Schriftlicher Auftrag 1 ▸
Gib aus dem Text über Merkur und Billa alles von „Veit Schalle trieb“ bis hinunter zu „das Vorhaben ab.“ wortgetreu aus.

___

Kastner führt die Überbesetzung des Lebensmittelhandels letztlich auch auf das Duell Merkur gegen Billa zurück. Der legendäre Wettlauf zwischen zwei mächtigen Handelsbossen hielt einst die ganze Branche in Atem.

"Keiner hielt die Fahne hoch"

Veit Schalle trieb die Expansion von Merkur voran, Wolfgang Wimmer jene von Billa. Wo Merkur stand, wollte auch Billa hin. Mit "Big Billa" sollte Merkur eingebremst werden. Doch Schalle wurde Konzernchef und drehte das Vorhaben ab.

Das Ende von Merkur mache ihn wehmütig und traurig, sagt Schalle im Gespräch mit dem STANDARD. "Aber es ist schon so viel Unersetzliches aus der Welt verschwunden, und das Leben geht weiter."

Seit drei Jahren habe bei Merkur keiner mehr die Fahne hochgehalten, wofür Rewe gewichtige Gründe gehabt haben müsse. Schalle bezweifelt, dass das Management in Österreich bei der Entscheidung der deutschen Mutter viel mitzureden hatte. Diese führte ihre Vertriebslinien in Deutschland bereits vor gut 15 Jahren zusammen.

___

Schriftlicher Auftrag 2 ▸
Liste jede Zeile der Auflistung auf, in der das Wort „concrete“ vorkommt, und beachte dabei die Groß- und Kleinschreibung.

Eingabezeilen ▸
___

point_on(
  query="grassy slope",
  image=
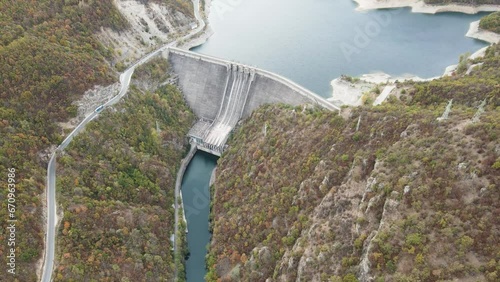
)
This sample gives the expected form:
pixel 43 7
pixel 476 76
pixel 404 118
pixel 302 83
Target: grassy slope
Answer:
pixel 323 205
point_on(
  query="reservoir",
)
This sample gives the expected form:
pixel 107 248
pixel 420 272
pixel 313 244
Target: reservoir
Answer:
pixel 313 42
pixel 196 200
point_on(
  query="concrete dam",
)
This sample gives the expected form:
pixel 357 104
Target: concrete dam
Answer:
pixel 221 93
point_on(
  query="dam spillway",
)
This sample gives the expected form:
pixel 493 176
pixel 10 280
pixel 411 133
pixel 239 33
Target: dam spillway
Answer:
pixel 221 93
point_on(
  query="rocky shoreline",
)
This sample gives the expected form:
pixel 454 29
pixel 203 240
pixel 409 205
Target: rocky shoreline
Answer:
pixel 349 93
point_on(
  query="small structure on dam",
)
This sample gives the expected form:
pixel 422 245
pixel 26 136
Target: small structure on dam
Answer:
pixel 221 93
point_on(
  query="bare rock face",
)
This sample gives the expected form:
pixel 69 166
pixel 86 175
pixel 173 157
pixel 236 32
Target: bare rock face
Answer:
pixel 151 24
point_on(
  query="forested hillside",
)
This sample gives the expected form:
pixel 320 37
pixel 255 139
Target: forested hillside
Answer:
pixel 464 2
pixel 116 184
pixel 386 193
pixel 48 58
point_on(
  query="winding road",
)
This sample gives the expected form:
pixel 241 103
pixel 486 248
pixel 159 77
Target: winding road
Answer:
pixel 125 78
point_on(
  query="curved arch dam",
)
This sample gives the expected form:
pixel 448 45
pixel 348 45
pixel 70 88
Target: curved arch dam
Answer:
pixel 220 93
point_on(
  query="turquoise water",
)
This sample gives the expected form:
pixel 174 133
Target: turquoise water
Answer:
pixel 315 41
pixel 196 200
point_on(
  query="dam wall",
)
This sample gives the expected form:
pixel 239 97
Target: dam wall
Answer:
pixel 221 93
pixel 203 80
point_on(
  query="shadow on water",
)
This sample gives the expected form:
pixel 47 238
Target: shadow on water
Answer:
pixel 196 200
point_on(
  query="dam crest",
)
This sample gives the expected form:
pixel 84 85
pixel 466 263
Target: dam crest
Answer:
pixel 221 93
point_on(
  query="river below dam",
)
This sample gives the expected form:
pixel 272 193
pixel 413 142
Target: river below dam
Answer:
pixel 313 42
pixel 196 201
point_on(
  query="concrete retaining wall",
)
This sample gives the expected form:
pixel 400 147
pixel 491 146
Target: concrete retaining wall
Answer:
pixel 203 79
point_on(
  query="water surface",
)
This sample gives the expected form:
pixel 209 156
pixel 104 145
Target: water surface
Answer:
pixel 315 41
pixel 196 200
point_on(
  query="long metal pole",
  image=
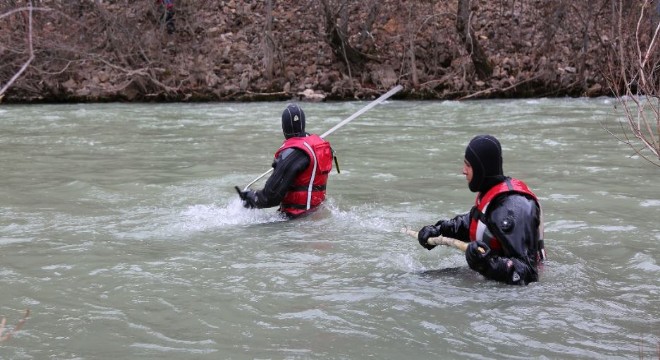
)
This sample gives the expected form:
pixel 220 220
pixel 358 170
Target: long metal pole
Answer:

___

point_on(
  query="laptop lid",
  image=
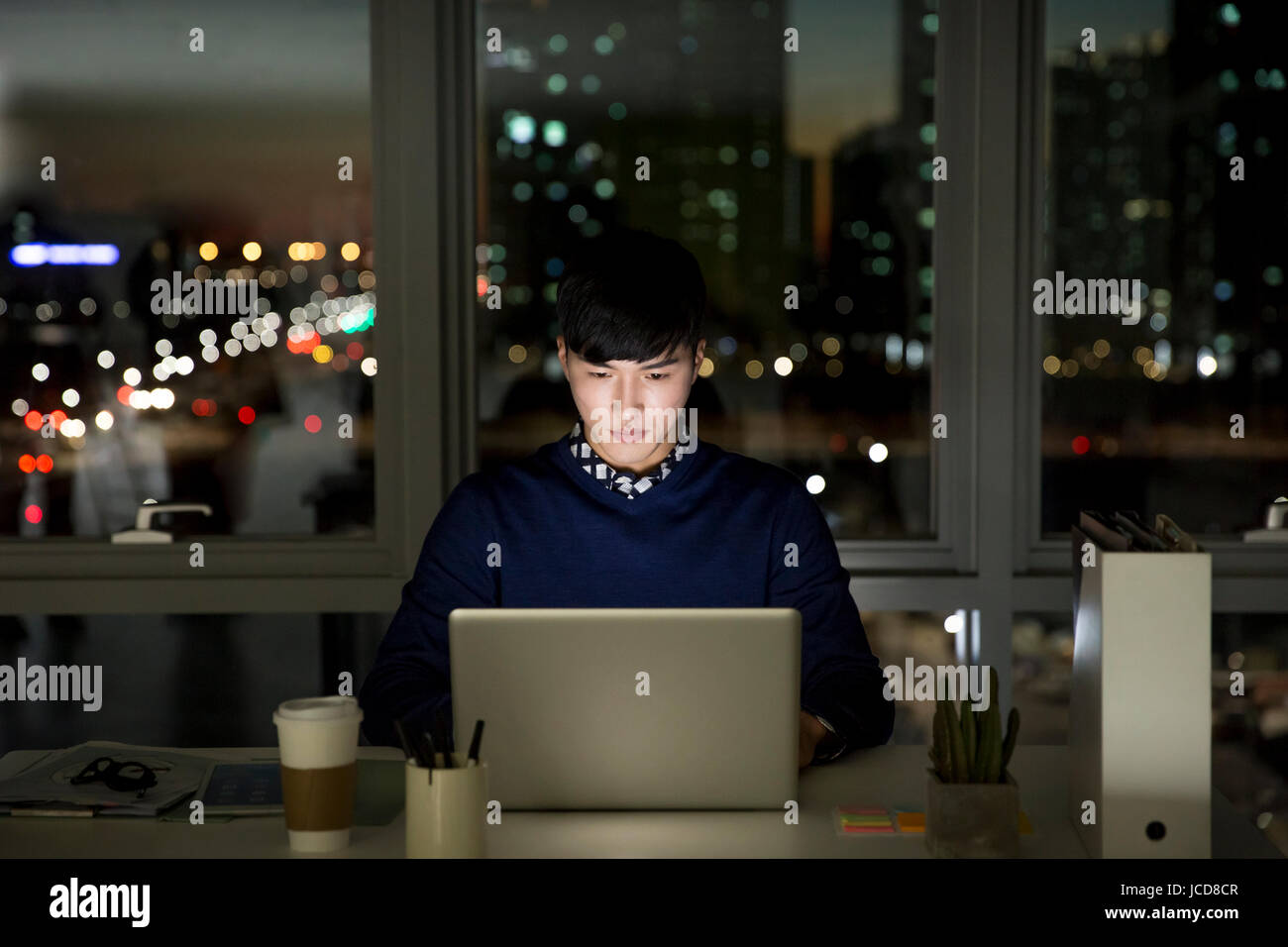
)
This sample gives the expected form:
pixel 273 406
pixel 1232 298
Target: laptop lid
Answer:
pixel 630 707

___

Ergebnis 1 ▸
Veit Schalle trieb die Expansion von Merkur voran, Wolfgang Wimmer jene von Billa. Wo Merkur stand, wollte auch Billa hin. Mit "Big Billa" sollte Merkur eingebremst werden. Doch Schalle wurde Konzernchef und drehte das Vorhaben ab.

Ergebnis 2 ▸
  query="concrete dam",
Target: concrete dam
  query="concrete retaining wall",
Target: concrete retaining wall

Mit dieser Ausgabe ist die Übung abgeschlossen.